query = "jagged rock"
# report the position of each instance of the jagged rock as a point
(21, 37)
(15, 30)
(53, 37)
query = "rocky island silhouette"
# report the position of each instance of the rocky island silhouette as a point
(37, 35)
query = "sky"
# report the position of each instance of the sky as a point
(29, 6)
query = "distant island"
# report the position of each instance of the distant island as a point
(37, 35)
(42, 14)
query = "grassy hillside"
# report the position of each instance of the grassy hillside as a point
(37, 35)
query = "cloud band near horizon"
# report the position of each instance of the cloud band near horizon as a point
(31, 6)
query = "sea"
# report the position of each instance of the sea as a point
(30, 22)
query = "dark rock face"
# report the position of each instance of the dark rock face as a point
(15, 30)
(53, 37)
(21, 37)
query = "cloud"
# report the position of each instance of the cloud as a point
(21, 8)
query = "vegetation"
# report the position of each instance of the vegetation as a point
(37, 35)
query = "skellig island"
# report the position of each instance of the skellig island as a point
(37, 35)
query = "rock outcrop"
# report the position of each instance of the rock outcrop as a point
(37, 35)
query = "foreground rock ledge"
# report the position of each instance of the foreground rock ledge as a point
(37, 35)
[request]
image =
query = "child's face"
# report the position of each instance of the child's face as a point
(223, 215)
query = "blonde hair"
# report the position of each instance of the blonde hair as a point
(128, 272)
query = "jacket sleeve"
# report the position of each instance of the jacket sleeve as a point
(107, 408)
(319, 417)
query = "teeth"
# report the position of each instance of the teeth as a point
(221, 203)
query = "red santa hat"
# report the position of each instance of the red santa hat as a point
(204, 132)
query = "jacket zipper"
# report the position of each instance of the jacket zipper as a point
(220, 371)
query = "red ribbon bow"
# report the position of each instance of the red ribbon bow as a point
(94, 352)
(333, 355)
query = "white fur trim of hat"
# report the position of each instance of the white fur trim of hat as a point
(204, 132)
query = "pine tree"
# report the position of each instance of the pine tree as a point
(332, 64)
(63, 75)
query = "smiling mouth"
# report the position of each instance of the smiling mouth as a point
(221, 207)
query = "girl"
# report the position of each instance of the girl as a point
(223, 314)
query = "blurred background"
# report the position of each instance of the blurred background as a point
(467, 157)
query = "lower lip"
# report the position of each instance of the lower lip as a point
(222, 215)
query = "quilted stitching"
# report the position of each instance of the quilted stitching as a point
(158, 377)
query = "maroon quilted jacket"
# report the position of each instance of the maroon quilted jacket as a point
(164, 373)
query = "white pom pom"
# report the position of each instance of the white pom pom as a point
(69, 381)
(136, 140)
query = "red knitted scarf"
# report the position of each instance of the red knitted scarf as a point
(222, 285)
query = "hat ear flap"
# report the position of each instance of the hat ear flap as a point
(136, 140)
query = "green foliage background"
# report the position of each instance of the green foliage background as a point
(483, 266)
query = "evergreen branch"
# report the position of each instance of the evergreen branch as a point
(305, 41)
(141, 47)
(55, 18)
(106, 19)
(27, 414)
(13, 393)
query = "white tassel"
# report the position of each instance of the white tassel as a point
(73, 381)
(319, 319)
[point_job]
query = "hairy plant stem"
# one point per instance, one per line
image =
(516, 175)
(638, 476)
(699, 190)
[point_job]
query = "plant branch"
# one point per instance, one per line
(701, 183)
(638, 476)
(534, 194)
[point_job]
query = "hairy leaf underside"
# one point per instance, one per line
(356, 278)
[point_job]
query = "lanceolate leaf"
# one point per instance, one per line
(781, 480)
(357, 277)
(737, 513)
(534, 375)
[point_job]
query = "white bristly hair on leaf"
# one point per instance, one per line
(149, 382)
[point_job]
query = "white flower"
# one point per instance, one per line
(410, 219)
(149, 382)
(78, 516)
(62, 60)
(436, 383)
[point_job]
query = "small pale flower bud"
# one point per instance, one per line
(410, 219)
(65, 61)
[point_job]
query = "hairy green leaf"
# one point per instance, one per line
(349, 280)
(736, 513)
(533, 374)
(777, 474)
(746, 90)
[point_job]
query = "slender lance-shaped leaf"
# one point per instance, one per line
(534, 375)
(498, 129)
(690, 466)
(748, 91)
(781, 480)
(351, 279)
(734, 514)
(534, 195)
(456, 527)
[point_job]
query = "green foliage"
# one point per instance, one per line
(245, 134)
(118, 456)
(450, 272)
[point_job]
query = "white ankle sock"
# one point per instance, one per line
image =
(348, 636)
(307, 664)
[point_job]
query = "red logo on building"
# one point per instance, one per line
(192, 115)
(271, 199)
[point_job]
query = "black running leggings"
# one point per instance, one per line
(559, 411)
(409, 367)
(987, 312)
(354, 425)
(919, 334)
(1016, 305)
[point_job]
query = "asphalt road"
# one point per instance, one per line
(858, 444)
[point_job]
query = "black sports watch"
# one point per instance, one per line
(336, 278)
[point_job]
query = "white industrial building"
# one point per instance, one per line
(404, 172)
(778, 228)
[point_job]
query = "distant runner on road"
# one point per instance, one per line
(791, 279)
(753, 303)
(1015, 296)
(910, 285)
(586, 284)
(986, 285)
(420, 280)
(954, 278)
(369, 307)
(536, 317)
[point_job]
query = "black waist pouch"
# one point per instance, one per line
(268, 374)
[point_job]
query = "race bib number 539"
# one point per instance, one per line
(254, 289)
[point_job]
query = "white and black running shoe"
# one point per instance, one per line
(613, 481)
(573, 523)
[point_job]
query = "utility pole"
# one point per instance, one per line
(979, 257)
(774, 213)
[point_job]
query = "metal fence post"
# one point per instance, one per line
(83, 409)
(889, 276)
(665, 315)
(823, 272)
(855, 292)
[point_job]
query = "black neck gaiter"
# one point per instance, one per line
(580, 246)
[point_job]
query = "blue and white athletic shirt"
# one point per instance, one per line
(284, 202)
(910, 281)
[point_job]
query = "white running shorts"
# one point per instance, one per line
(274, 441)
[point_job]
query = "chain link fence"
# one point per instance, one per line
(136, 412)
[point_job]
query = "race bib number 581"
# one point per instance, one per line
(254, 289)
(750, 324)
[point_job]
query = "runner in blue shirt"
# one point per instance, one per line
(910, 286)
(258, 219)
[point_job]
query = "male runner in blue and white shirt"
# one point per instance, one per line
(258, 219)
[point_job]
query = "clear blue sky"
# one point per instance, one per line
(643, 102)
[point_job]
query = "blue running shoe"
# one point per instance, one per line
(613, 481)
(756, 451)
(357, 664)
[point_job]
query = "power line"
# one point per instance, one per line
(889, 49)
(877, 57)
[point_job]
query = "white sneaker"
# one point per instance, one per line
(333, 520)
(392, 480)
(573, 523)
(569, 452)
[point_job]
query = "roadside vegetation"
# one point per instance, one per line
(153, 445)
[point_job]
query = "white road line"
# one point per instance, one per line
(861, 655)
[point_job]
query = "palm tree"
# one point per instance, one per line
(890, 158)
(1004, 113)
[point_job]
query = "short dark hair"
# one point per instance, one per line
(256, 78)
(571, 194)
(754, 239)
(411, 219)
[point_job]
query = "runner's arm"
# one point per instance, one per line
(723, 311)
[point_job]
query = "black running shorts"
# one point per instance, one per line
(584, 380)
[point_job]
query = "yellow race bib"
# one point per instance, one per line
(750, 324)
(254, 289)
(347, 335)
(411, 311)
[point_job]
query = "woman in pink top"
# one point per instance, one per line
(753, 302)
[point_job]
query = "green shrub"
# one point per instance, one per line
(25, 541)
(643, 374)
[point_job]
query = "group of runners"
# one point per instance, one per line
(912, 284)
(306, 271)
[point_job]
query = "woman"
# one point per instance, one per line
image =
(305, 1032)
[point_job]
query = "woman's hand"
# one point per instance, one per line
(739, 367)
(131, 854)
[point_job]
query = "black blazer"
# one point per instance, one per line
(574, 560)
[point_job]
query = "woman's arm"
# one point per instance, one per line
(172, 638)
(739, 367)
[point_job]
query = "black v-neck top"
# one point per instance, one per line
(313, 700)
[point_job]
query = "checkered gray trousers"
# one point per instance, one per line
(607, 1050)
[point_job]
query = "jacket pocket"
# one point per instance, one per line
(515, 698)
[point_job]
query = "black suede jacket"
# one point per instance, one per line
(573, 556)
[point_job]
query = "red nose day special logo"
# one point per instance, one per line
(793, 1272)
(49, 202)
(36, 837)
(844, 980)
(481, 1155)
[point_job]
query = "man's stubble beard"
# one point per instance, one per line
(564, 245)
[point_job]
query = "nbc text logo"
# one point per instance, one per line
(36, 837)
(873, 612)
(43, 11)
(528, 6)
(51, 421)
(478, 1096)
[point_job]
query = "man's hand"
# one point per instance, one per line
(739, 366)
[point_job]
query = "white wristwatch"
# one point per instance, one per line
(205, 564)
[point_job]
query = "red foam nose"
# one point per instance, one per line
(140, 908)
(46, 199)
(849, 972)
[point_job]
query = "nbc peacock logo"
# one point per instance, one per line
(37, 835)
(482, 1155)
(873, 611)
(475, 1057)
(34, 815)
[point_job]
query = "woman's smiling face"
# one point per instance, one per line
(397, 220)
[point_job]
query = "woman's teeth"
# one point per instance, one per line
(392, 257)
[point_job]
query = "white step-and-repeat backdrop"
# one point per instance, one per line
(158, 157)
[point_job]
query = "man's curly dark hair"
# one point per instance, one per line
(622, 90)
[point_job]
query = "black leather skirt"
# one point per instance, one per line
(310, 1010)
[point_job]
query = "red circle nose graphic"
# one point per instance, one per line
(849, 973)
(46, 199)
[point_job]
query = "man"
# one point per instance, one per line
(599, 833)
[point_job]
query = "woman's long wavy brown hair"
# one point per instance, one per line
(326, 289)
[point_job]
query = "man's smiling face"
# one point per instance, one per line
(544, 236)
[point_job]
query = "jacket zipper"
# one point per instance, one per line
────
### [Set task]
List every line of the material above that contains the word "grassy", leaving out all other lines.

### [Answer for this exercise]
query = "grassy hillside"
# report the position of each instance of the grassy hillside as a point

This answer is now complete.